Coordinate labeling data:
↓

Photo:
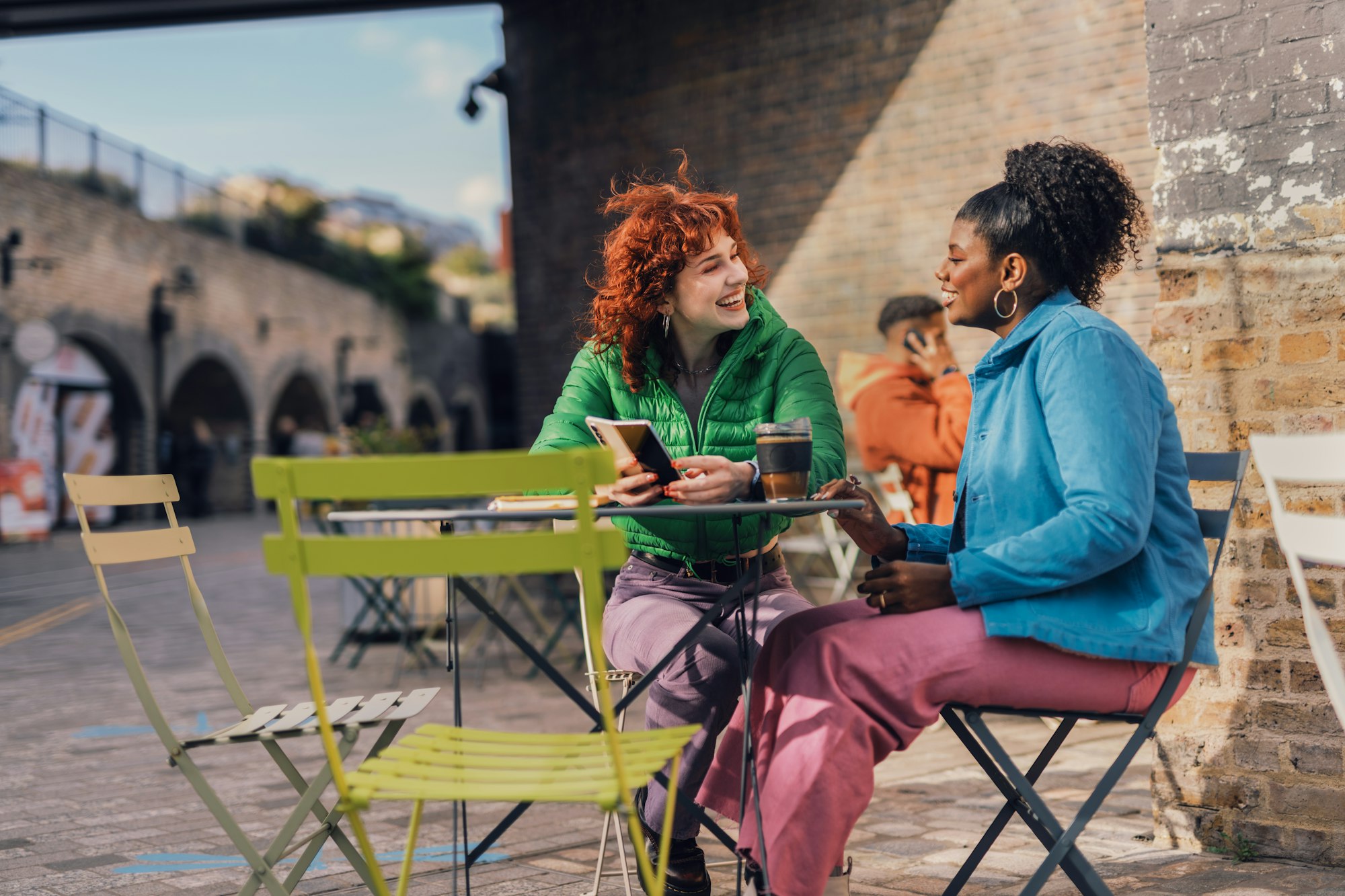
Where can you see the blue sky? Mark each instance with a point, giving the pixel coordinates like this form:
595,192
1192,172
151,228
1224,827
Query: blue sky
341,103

↑
↓

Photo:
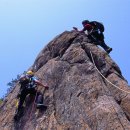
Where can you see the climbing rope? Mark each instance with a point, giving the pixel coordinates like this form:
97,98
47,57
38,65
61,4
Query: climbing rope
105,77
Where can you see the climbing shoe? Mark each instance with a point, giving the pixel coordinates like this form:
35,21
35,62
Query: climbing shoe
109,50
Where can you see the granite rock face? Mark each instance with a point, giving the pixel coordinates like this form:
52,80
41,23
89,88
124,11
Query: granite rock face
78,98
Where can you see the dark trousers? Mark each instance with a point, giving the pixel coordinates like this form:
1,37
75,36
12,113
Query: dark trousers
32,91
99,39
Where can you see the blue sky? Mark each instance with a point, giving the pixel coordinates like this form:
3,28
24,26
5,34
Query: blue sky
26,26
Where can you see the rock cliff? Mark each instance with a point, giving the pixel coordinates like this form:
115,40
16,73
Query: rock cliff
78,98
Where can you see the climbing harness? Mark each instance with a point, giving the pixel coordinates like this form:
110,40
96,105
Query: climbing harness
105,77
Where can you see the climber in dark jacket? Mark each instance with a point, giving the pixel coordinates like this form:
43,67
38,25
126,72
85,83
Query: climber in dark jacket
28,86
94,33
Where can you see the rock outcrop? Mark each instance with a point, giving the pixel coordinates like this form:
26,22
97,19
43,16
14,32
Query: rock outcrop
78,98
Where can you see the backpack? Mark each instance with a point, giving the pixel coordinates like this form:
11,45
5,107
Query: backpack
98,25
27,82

↑

◆ **WHAT IS EXPECTED**
How many lines in the entries above contain the word "climbing"? Reply with the number alone.

◆ **TASK SOLUTION**
6